----- Input data
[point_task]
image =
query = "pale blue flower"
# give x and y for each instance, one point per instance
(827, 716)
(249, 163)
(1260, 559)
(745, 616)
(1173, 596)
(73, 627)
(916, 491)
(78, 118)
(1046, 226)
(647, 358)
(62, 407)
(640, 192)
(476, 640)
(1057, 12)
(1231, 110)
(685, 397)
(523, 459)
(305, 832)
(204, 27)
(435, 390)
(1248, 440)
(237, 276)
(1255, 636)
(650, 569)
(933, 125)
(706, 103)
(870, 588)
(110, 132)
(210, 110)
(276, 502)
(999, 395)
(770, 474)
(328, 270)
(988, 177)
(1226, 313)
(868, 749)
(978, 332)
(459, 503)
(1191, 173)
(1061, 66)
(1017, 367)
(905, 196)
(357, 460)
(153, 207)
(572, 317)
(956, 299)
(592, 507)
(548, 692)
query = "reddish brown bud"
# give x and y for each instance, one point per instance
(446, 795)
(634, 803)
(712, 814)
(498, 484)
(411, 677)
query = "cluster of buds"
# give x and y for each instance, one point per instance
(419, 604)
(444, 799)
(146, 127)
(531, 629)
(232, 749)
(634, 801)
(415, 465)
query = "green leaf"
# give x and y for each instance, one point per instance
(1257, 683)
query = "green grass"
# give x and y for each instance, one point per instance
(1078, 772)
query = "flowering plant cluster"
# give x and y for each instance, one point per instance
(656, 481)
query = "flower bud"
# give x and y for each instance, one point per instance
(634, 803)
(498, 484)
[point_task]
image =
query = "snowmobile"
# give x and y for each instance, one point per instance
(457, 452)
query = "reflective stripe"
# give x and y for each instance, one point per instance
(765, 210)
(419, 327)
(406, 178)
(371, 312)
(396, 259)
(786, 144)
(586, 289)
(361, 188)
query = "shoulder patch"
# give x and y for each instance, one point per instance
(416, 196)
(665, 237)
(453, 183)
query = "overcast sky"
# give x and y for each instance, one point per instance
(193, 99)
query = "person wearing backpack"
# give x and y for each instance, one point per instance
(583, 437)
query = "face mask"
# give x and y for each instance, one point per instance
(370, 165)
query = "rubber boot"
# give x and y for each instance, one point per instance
----------
What is required:
Every record above must be set down again, word for word.

Expected answer:
[point_task]
image =
query = "pale blue flower"
# give x and y for each instance, one point per instance
(827, 716)
(249, 163)
(1260, 559)
(745, 616)
(1173, 596)
(73, 627)
(916, 491)
(78, 118)
(1046, 226)
(647, 358)
(62, 407)
(640, 192)
(476, 640)
(1057, 12)
(1231, 110)
(685, 397)
(523, 459)
(305, 832)
(204, 27)
(435, 390)
(1248, 440)
(237, 276)
(1255, 636)
(650, 569)
(933, 125)
(706, 103)
(870, 588)
(110, 132)
(210, 110)
(276, 502)
(999, 395)
(770, 474)
(328, 270)
(988, 177)
(1226, 313)
(868, 749)
(978, 332)
(459, 503)
(1191, 173)
(1061, 66)
(1017, 367)
(905, 196)
(357, 460)
(153, 207)
(572, 317)
(956, 299)
(592, 507)
(548, 692)
query = "reddish brown bud"
# give x and y for each instance, one point per instance
(446, 795)
(634, 803)
(712, 814)
(498, 484)
(411, 677)
query = "cluster of buds"
# give x and y for each instance, one point per instance
(419, 604)
(444, 799)
(146, 127)
(531, 629)
(232, 749)
(634, 801)
(415, 465)
query = "green leaf"
# give x and y for each instance, one point per instance
(1257, 683)
query = "green grass"
# give x and y for each instance, one point per instance
(1078, 772)
query = "flowering plant cluster"
# give x and y for each instance, one point per instance
(656, 481)
query = "flower bud"
# give x and y for each instance, one point per instance
(634, 803)
(498, 484)
[point_task]
image =
query = "snowmobile"
# give x and y for each instance, one point per instance
(457, 452)
query = "reflective stripe"
# give x and y for each instance, one point per instance
(765, 210)
(419, 327)
(406, 178)
(371, 312)
(396, 259)
(786, 144)
(586, 289)
(361, 188)
query = "shoulder patch"
# give x and y for each instance, one point per instance
(416, 196)
(665, 237)
(453, 183)
query = "overcast sky"
# give x and y for each instance, one point per instance
(193, 99)
query = "person wearing backpack"
# give x and y for each instance, one point per instance
(583, 437)
query = "face mask"
# give x and y for each instance, one point per instance
(370, 165)
query = "rubber boot"
# give x and y for each instance, one point per instance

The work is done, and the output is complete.